### Required work
Take the data below and copy exactly the lines starting at the one with "example = [(532, 432)]" and finishing at the one with "example = [(344, 130)]", both included.

-- Data section follows --

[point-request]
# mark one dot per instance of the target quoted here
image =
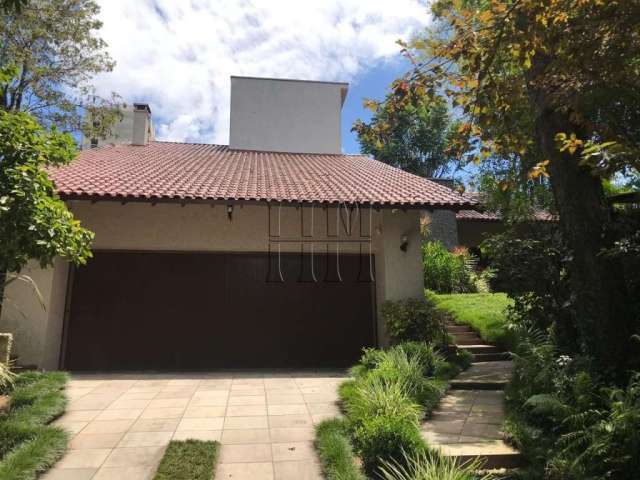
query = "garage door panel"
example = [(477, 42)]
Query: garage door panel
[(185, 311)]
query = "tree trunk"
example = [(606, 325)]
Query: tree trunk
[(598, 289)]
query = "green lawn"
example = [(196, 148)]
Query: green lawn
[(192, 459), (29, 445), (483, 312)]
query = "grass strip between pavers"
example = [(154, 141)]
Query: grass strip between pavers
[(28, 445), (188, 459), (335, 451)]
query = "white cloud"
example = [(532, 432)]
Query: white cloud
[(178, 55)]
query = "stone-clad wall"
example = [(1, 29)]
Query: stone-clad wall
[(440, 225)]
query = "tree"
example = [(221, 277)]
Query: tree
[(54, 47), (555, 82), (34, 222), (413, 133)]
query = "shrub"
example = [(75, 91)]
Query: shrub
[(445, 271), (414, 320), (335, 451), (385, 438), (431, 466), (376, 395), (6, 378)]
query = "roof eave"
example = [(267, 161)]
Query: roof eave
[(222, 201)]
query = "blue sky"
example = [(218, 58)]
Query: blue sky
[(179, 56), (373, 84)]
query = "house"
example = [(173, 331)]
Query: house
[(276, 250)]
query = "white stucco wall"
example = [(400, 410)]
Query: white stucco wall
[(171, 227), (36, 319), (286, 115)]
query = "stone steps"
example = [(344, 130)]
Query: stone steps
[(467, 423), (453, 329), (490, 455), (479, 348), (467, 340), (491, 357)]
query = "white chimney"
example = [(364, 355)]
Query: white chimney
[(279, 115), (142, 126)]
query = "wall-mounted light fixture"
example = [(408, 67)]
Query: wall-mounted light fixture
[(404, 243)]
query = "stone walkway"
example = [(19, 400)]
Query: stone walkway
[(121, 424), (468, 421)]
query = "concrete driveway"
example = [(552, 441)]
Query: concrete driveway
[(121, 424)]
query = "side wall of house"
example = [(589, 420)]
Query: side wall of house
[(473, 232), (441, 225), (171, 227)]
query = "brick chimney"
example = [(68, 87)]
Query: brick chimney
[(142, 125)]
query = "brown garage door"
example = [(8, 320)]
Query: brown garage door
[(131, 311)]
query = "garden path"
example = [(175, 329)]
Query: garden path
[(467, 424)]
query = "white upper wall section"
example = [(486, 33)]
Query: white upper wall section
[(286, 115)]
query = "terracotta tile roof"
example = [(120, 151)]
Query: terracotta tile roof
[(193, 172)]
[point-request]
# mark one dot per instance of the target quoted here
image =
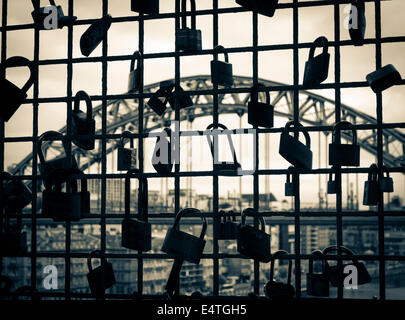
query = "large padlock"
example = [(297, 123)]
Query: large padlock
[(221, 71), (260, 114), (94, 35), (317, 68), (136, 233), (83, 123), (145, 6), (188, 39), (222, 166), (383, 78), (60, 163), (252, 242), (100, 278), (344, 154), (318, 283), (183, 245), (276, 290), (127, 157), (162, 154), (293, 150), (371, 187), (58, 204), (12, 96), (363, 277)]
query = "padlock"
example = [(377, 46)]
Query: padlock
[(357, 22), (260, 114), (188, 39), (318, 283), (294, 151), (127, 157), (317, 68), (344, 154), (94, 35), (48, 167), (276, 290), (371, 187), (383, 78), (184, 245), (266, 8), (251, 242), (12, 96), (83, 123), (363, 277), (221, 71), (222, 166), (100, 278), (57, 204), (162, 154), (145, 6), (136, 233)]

-- Data section concluded --
-- Data section follows --

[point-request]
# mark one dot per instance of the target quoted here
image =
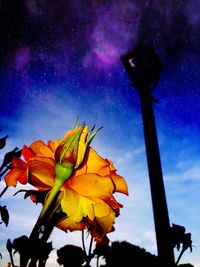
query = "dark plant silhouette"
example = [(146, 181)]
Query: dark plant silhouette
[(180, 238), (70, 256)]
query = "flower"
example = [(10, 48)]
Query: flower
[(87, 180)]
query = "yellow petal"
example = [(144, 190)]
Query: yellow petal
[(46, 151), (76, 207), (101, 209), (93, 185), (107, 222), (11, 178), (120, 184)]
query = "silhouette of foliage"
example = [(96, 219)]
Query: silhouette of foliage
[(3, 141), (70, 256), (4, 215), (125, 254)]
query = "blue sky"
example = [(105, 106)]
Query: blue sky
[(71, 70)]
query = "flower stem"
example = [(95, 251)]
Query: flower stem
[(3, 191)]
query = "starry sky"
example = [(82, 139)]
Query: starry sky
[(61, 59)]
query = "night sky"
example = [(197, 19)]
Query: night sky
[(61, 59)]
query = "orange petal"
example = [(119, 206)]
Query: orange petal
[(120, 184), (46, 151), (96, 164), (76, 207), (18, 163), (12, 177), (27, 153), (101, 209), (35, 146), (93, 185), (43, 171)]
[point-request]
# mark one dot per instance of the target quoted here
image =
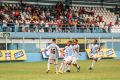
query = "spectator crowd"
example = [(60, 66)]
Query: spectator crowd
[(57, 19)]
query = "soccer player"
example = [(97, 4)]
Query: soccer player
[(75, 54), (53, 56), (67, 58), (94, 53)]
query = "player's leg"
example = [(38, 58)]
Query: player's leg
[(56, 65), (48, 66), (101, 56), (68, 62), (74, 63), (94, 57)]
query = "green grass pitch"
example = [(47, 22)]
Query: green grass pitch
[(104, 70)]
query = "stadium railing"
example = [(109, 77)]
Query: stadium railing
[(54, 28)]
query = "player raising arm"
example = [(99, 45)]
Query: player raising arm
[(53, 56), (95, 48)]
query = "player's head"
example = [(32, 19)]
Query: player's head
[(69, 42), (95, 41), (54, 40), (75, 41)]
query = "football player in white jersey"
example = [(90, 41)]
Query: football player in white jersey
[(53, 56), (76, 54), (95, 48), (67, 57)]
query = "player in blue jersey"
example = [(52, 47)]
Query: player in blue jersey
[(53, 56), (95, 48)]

-- Data section concluded --

### Task result
example = [(532, 432)]
Query: white cloud
[(178, 55)]
query = "stone-clad wall"
example = [(1, 29)]
Query: stone-clad wall
[(440, 225)]
query = "tree"
example = [(221, 277)]
Query: tree
[(54, 47), (555, 82), (34, 222), (413, 133)]
query = "shrub"
example = [(75, 91)]
Query: shrub
[(445, 271), (414, 320), (335, 451), (385, 438), (431, 466), (376, 395), (6, 378)]
query = "roof eave"
example = [(267, 161)]
Query: roof eave
[(222, 201)]
query = "blue sky"
example = [(218, 58)]
Query: blue sky
[(179, 56), (373, 84)]
query = "house"
example = [(173, 331)]
Query: house
[(276, 250)]
query = "white stucco wall"
example = [(400, 410)]
Query: white stucco wall
[(171, 227), (36, 319), (286, 115)]
query = "stone steps"
example = [(344, 130)]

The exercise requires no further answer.